= TEXT SEGMENT =

As illustrated in FIG. 1, centralizing module 6 may be used to position inspection device 4 and/or telemetry module 8 inside tubing 12. In embodiments, centralizing module 6 laterally positions inspection device 4 and/or telemetry module 8 at about a center of tubing 12. Centralizing module 6 may be disposed at any location above and/or below telemetry module 8 and/or acoustic receiver 32. In embodiments, centralizing module 6 may be disposed above acoustic receiver 32 and below telemetry module 8. Centralizing module 6 may comprise one or more arms 18. In embodiments, there may be a plurality of arms 18 that may be disposed at any location along the exterior of centralizing module 6. Specifically, arms 18 may be disposed on the exterior of centralizing module 6. In an embodiment, as shown, at least one arm 18 may be disposed on opposing lateral sides of centralizing module 6. Additionally, there may be at least three arms 18 disposed on the outside of centralizing module 6. Arms 18 may be moveable at about the connection with centralizing module 6, which may allow the body of arm 18 to be moved closer and/or farther away from centralizing module 6. Arms 18 may comprise any suitable material. Suitable material may be, but is not limited to, stainless steel, titanium, metal, plastic, rubber, neoprene, and/or any combination thereof.
As illustrated in FIG. 1A, one or more tappers 17 may be attached to centralizing module 6. Tapper 17 is capable of generating a periodic impulse on tubing 12. Tapper 17 may be actuated mechanically or electrically in order to generate different apertures. An aperture is a portion of a data set, such as seismic data, to which functions or filters are applied.

= INSTRUCTION A =
Gather every line of the entries that contains the string "post", treating uppercase and lowercase as different.
The text and the entries are unrelated material.

Entries from a point annotation set:
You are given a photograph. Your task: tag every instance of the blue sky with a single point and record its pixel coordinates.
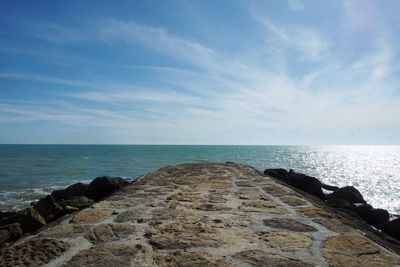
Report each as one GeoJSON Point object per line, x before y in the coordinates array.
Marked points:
{"type": "Point", "coordinates": [200, 72]}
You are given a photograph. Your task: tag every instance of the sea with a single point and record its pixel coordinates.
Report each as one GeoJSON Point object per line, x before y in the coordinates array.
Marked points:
{"type": "Point", "coordinates": [29, 172]}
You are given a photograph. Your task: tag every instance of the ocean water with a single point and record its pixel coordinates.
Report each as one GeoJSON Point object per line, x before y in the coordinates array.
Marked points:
{"type": "Point", "coordinates": [28, 172]}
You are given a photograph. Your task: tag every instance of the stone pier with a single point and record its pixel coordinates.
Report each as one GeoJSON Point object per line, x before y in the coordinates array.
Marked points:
{"type": "Point", "coordinates": [201, 215]}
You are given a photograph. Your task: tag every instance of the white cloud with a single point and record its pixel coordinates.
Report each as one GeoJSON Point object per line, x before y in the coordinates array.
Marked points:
{"type": "Point", "coordinates": [227, 99]}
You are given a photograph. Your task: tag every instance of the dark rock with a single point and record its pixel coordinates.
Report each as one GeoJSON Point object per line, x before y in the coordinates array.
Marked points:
{"type": "Point", "coordinates": [301, 181]}
{"type": "Point", "coordinates": [392, 228]}
{"type": "Point", "coordinates": [374, 217]}
{"type": "Point", "coordinates": [340, 203]}
{"type": "Point", "coordinates": [277, 173]}
{"type": "Point", "coordinates": [74, 190]}
{"type": "Point", "coordinates": [10, 232]}
{"type": "Point", "coordinates": [329, 187]}
{"type": "Point", "coordinates": [49, 208]}
{"type": "Point", "coordinates": [79, 202]}
{"type": "Point", "coordinates": [30, 219]}
{"type": "Point", "coordinates": [348, 193]}
{"type": "Point", "coordinates": [104, 186]}
{"type": "Point", "coordinates": [36, 252]}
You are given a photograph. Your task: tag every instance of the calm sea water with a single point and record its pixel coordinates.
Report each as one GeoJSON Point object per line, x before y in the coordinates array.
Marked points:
{"type": "Point", "coordinates": [28, 172]}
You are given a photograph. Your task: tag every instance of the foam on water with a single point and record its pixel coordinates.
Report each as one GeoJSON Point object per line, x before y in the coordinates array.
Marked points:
{"type": "Point", "coordinates": [28, 172]}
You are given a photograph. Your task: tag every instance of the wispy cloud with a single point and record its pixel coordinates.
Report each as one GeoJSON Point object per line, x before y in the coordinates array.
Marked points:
{"type": "Point", "coordinates": [224, 97]}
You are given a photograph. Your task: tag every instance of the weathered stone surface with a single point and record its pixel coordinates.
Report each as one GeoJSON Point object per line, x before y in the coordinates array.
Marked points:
{"type": "Point", "coordinates": [288, 224]}
{"type": "Point", "coordinates": [249, 194]}
{"type": "Point", "coordinates": [33, 253]}
{"type": "Point", "coordinates": [286, 241]}
{"type": "Point", "coordinates": [267, 206]}
{"type": "Point", "coordinates": [275, 190]}
{"type": "Point", "coordinates": [109, 232]}
{"type": "Point", "coordinates": [333, 225]}
{"type": "Point", "coordinates": [292, 200]}
{"type": "Point", "coordinates": [64, 231]}
{"type": "Point", "coordinates": [392, 228]}
{"type": "Point", "coordinates": [314, 212]}
{"type": "Point", "coordinates": [10, 232]}
{"type": "Point", "coordinates": [375, 217]}
{"type": "Point", "coordinates": [353, 250]}
{"type": "Point", "coordinates": [189, 259]}
{"type": "Point", "coordinates": [91, 216]}
{"type": "Point", "coordinates": [104, 186]}
{"type": "Point", "coordinates": [74, 190]}
{"type": "Point", "coordinates": [306, 183]}
{"type": "Point", "coordinates": [348, 193]}
{"type": "Point", "coordinates": [49, 208]}
{"type": "Point", "coordinates": [108, 254]}
{"type": "Point", "coordinates": [131, 216]}
{"type": "Point", "coordinates": [183, 241]}
{"type": "Point", "coordinates": [260, 258]}
{"type": "Point", "coordinates": [117, 204]}
{"type": "Point", "coordinates": [197, 215]}
{"type": "Point", "coordinates": [79, 202]}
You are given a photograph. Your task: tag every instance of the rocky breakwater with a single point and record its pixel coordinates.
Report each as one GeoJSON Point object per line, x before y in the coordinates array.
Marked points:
{"type": "Point", "coordinates": [346, 199]}
{"type": "Point", "coordinates": [203, 215]}
{"type": "Point", "coordinates": [13, 225]}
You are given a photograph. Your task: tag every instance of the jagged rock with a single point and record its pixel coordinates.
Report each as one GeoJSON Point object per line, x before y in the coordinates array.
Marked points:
{"type": "Point", "coordinates": [106, 254]}
{"type": "Point", "coordinates": [277, 173]}
{"type": "Point", "coordinates": [375, 217]}
{"type": "Point", "coordinates": [340, 203]}
{"type": "Point", "coordinates": [184, 258]}
{"type": "Point", "coordinates": [33, 253]}
{"type": "Point", "coordinates": [109, 232]}
{"type": "Point", "coordinates": [79, 202]}
{"type": "Point", "coordinates": [49, 208]}
{"type": "Point", "coordinates": [29, 219]}
{"type": "Point", "coordinates": [288, 224]}
{"type": "Point", "coordinates": [301, 181]}
{"type": "Point", "coordinates": [74, 190]}
{"type": "Point", "coordinates": [260, 259]}
{"type": "Point", "coordinates": [90, 216]}
{"type": "Point", "coordinates": [286, 241]}
{"type": "Point", "coordinates": [104, 186]}
{"type": "Point", "coordinates": [329, 187]}
{"type": "Point", "coordinates": [10, 232]}
{"type": "Point", "coordinates": [392, 228]}
{"type": "Point", "coordinates": [292, 200]}
{"type": "Point", "coordinates": [348, 193]}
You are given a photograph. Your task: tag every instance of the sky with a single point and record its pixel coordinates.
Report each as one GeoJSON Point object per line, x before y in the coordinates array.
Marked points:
{"type": "Point", "coordinates": [200, 72]}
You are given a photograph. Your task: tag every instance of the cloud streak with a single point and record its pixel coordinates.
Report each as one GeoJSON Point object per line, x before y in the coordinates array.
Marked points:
{"type": "Point", "coordinates": [222, 98]}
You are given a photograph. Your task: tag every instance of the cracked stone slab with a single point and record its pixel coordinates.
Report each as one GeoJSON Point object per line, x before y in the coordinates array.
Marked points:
{"type": "Point", "coordinates": [353, 250]}
{"type": "Point", "coordinates": [203, 214]}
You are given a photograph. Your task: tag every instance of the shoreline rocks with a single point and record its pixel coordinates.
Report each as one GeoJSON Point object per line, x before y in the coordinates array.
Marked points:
{"type": "Point", "coordinates": [347, 198]}
{"type": "Point", "coordinates": [205, 214]}
{"type": "Point", "coordinates": [59, 203]}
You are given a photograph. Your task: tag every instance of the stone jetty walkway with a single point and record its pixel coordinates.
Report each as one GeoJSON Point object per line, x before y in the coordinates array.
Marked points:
{"type": "Point", "coordinates": [200, 215]}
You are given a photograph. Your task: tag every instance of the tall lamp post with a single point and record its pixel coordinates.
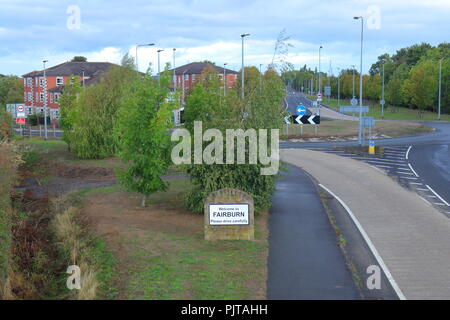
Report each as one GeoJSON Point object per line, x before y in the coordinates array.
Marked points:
{"type": "Point", "coordinates": [320, 80]}
{"type": "Point", "coordinates": [141, 45]}
{"type": "Point", "coordinates": [339, 87]}
{"type": "Point", "coordinates": [224, 79]}
{"type": "Point", "coordinates": [159, 66]}
{"type": "Point", "coordinates": [353, 86]}
{"type": "Point", "coordinates": [174, 72]}
{"type": "Point", "coordinates": [440, 86]}
{"type": "Point", "coordinates": [243, 71]}
{"type": "Point", "coordinates": [45, 101]}
{"type": "Point", "coordinates": [360, 81]}
{"type": "Point", "coordinates": [382, 96]}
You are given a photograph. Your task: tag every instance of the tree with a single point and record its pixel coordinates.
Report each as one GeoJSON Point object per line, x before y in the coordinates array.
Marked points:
{"type": "Point", "coordinates": [79, 59]}
{"type": "Point", "coordinates": [11, 90]}
{"type": "Point", "coordinates": [141, 131]}
{"type": "Point", "coordinates": [261, 109]}
{"type": "Point", "coordinates": [421, 87]}
{"type": "Point", "coordinates": [88, 114]}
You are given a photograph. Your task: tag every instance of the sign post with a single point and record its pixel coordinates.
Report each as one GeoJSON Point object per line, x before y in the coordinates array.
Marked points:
{"type": "Point", "coordinates": [229, 215]}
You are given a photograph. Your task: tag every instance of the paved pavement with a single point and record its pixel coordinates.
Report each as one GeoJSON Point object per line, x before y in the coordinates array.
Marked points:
{"type": "Point", "coordinates": [411, 236]}
{"type": "Point", "coordinates": [305, 261]}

= INSTRUCTION B =
In the centralizing module text, list every material named as suitable for the arms.

= EXERCISE RESULT A =
You are given a photograph. Your task: tag every instance of the tall lamp post with a single point and record its pixel coordinates.
You are given a photograph. Your task: tag every instance of the sign post with a single point and record its pixel coordinates.

= EXERCISE RESULT B =
stainless steel, titanium, metal, plastic, rubber, neoprene